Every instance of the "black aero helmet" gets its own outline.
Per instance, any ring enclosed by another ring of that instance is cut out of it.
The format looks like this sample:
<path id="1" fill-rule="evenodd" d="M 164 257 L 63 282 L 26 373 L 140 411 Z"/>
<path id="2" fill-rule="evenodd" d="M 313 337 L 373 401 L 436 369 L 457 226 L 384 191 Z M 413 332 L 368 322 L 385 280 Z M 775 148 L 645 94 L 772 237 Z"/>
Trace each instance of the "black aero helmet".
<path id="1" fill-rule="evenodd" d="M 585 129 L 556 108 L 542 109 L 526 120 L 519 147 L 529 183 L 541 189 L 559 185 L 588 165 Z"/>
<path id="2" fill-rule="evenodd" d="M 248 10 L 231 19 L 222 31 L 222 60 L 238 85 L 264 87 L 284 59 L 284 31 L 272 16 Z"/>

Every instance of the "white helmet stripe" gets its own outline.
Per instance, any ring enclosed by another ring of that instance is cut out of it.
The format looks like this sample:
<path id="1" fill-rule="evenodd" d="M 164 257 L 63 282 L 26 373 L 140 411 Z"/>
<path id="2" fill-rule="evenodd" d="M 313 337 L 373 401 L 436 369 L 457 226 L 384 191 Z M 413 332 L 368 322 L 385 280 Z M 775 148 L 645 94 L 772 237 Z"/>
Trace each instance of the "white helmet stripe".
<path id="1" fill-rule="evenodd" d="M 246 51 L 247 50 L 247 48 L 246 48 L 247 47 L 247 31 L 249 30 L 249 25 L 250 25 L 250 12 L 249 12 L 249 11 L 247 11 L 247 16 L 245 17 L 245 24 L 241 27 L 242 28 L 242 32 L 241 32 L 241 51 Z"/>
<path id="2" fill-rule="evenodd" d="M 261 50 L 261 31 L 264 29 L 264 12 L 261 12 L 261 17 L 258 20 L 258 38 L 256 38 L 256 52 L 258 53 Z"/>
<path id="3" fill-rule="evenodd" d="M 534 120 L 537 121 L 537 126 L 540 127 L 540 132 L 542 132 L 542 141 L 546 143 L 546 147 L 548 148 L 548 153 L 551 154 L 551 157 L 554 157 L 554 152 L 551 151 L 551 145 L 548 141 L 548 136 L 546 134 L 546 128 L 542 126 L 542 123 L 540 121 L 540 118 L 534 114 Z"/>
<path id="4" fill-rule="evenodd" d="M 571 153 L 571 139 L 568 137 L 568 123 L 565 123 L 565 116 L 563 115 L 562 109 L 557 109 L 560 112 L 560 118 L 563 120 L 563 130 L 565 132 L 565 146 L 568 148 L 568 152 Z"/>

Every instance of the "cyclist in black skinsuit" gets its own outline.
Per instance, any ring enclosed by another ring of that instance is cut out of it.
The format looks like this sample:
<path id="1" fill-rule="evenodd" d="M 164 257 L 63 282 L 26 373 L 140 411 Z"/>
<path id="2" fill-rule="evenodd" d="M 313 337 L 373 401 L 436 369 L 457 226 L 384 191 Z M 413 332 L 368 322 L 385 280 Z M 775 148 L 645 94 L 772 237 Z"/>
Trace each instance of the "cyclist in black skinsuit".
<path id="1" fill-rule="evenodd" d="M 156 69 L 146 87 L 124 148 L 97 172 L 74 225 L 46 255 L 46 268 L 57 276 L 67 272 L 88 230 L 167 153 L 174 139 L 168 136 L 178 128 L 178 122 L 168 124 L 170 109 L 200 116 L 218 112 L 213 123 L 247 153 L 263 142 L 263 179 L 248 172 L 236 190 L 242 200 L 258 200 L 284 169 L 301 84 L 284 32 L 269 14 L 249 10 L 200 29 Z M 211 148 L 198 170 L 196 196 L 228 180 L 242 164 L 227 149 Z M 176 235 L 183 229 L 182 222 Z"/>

» **Direction**: Can you update the records, beginning at the first line and stopping after the line that contains "248 10 L 231", by replacing "black aero helmet" with "dark aero helmet" and leaving everything else unchanged? Give only those lines.

» **Exercise result**:
Every instance of the "dark aero helmet" gets its own outline.
Per instance, any ring enclosed by another ring of that instance is cut out of it.
The format looks like this sample:
<path id="1" fill-rule="evenodd" d="M 164 257 L 63 282 L 26 373 L 140 411 Z"/>
<path id="2" fill-rule="evenodd" d="M 313 337 L 373 401 L 436 369 L 457 226 L 384 191 Z M 413 332 L 368 322 L 385 280 Z M 775 148 L 645 94 L 772 237 Z"/>
Trace each instance of the "dark aero helmet".
<path id="1" fill-rule="evenodd" d="M 585 129 L 556 108 L 542 109 L 526 120 L 519 147 L 529 183 L 541 189 L 559 185 L 588 165 Z"/>
<path id="2" fill-rule="evenodd" d="M 248 10 L 231 19 L 222 31 L 222 60 L 238 85 L 264 87 L 284 59 L 284 31 L 272 16 Z"/>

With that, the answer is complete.